§ Stored records

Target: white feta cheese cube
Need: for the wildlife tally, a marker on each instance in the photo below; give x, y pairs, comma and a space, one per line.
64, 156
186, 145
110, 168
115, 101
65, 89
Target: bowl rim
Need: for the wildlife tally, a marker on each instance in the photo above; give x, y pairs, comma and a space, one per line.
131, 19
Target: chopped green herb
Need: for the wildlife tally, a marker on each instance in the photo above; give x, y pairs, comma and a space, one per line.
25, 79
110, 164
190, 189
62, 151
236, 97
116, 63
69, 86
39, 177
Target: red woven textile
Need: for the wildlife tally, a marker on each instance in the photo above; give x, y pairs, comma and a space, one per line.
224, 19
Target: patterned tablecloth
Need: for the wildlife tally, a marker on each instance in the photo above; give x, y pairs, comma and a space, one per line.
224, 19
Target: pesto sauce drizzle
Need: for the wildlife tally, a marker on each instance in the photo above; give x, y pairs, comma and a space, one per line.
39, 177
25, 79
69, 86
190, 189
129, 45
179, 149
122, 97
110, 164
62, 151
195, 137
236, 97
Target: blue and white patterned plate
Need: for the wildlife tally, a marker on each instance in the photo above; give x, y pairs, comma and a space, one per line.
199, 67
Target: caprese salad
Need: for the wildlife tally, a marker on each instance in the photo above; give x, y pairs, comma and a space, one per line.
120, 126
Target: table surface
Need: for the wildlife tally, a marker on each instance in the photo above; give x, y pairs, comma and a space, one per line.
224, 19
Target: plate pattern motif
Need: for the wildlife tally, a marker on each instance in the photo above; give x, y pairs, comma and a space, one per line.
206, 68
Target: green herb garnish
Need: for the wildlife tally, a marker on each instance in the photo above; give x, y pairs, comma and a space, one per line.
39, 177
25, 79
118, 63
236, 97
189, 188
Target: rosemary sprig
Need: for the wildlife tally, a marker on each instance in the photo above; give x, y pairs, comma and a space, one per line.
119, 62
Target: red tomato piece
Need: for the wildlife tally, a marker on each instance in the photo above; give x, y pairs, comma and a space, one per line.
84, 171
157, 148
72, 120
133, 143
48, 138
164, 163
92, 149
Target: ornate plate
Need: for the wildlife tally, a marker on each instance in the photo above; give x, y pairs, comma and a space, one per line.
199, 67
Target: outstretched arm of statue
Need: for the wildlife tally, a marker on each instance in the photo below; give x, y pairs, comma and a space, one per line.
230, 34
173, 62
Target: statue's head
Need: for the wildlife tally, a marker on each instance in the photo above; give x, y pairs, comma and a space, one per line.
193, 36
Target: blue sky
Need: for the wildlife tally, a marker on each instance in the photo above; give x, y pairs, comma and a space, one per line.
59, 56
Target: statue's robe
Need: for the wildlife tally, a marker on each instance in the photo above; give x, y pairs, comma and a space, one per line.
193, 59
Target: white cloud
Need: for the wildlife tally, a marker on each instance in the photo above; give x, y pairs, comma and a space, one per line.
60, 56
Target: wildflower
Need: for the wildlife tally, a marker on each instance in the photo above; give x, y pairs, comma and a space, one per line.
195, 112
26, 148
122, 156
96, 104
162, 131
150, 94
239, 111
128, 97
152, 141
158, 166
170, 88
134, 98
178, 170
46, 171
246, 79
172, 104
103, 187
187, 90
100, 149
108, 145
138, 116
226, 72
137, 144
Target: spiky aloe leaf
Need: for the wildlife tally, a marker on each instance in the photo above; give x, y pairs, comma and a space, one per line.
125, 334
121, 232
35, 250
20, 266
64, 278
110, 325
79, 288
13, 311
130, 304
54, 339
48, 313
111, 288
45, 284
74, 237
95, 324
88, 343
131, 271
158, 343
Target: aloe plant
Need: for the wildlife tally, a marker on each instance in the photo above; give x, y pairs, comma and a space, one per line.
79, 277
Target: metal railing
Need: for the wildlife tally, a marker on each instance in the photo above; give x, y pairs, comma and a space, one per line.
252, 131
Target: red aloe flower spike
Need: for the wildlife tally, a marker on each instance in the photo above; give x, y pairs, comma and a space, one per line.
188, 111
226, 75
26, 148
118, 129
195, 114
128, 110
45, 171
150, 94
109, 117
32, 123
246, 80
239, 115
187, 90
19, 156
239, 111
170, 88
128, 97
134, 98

§ WHAT TO WORK ON
Find the number of lines above that hold the word "white", then write that number by itself.

§ SOLUTION TO THE EXERCISE
3